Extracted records
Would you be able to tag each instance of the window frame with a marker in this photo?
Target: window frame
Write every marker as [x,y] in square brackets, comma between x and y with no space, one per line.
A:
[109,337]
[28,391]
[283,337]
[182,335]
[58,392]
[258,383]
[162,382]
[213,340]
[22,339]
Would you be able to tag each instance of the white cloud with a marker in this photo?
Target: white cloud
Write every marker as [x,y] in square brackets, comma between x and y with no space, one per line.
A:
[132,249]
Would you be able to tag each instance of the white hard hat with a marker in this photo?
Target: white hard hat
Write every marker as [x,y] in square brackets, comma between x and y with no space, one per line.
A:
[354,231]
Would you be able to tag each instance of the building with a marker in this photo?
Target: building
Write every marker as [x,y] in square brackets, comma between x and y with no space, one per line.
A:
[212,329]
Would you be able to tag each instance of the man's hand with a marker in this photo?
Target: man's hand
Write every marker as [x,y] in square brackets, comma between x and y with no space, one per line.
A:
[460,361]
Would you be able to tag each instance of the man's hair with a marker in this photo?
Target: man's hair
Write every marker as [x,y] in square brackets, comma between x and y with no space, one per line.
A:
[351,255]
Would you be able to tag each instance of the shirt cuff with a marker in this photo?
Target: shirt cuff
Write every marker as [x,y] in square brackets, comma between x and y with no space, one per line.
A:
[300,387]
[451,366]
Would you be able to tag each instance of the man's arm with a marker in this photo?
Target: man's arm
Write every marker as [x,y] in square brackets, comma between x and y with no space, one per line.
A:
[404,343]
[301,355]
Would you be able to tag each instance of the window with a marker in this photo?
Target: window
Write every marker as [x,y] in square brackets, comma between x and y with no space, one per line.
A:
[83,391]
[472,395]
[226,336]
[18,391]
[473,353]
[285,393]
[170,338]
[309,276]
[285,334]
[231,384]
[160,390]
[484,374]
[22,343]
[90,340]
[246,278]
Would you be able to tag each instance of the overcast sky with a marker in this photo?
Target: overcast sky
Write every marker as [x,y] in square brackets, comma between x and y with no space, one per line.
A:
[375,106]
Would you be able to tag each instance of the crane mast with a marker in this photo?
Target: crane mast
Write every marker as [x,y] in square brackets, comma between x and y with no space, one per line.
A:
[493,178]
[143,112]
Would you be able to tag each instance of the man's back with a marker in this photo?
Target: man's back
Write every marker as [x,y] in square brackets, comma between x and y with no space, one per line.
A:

WRITTEN PROBLEM:
Copy out every line of the records word for word.

THE RESULT:
Would you be able to tag each instance of the window frame with a marker in this photo?
Target: window frame
Write every marker as [x,y] in square brackets, comma between x and y with no space, one per line.
A:
[109,337]
[28,391]
[283,337]
[182,335]
[58,392]
[258,383]
[162,382]
[213,340]
[22,339]
Would you be able to tag each instance of the white cloud with a marker in this photo?
Target: white cloud
Write every marker as [x,y] in square brackets, comma between x and y with no space, one per line.
A:
[132,249]
Would you be able to tag each instance of the white hard hat with a marker in this photo?
Target: white hard hat
Write every marker as [x,y] in square brackets, comma between x and y with no space, one per line.
A:
[354,231]
Would you be able to tag each instance of the building with a marker in this photo?
Target: building
Write every marker as [x,y] in square brackets, comma between x and y with no space, one per line.
A:
[212,329]
Would you be able to tag each instance of the man's hand with a marker in this photo?
Target: man's hand
Write every marker as [x,y] in square brackets, comma between x and y with no space, one per line.
A:
[460,361]
Would you be able to tag each instance of the man's hair with a marker in this photo?
Target: man's hair
Write every marker as [x,y] in square brackets, comma between x and y with no space, one per line.
A:
[351,255]
Would you be able to tag each instance of the shirt cuff with a marker in this photo?
Target: shirt cuff
Write every marker as [x,y] in square brackets, comma between x and y with no space, one per line.
A:
[300,387]
[451,366]
Would you be able to tag each instance of the man's arm with a marker in this photo?
Target: man's arm
Write every marker as [x,y] in square brackets, comma between x and y with no space, one per line.
A:
[404,343]
[301,355]
Would you be able to tag each instance of the window with a marker in this photo?
Target: window
Write every marker as [x,y] in square brackets, comma between x and y with no space, one per line.
A:
[83,391]
[472,395]
[226,336]
[18,391]
[473,353]
[285,393]
[170,338]
[309,276]
[285,334]
[231,384]
[160,390]
[484,374]
[22,343]
[90,340]
[246,278]
Would you be able to tag each instance of the overcast sky with a marker in this photo?
Target: overcast sky
Write every marker as [x,y] in square brackets, comma between x and y with no space, one per line.
A:
[375,106]
Would you be able to tag each instance of the crane mast with a marker in this photo?
Target: crane mast
Write every marker as [x,y] in square brackets, comma between x and y with no space, one per line.
A:
[493,178]
[143,112]
Would you be able to tag each instance of the man's back with a marker in this photo?
Target: man's back
Write every marker as [x,y] in square brackets, comma between x and y with no space, one per line.
A:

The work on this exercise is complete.